■ What you should do ■
List every person's name that appears in the article below, including its byline.

■ Passage to read ■

Snatched by the bad man

My daughter was missing, but did my innocent grandson know more than I realised...?

Published by: Linda Massarella and Louie Matthews
Published on: 20 October 2011

The minute I opened the front door, I noticed it. The smile on my daughter's face was brighter than normal, brown eyes full of sparkle.
‘You look happy,' I said, hugging her. Maybe things were finally looking up between her and her husband Brian Cole...
They'd been married for three years, had a gorgeous son called River. But scratch the surface of their seemingly perfect life, and things were very different. Brian, 38, was lazy, refused to get a job. He spent his days fishing while Heather waitressed, desperately trying to make ends meet.
They rowed about it constantly. Worst of all, those rows sometimes turned violent. Two years earlier, Heather, 32, had got a restraining order out against Brian after he'd broken two of her ribs.
I'd been so pleased when she'd left him and come to stay with us. But Brian had called her endlessly, begging for forgiveness.
Heather was the type of girl
who made friends within seconds, had a laugh that made even the gloomiest person smile. She deserved so much better than an arrogant thug like Brian Cole - and I'd told her as much.
‘Don't listen to him,' I'd begged her. But after a week, she'd started to cave in.
‘He says he loves me - and River needs his daddy,' she'd argued. ‘Besides, what if he takes River away from me?'
That's when I knew I'd lost her. She'd do anything for her son.
So she'd gone back to her deadbeat hubby. From the look of her now though, maybe she'd been right to give him a second chance.

■ Dataset extract ■
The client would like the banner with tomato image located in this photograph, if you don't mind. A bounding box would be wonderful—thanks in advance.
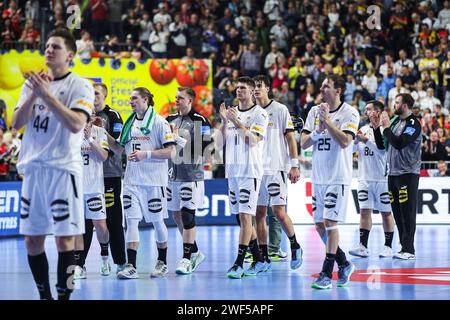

■ Result of this exercise ■
Linda Massarella, Louie Matthews, Brian Cole, River, Heather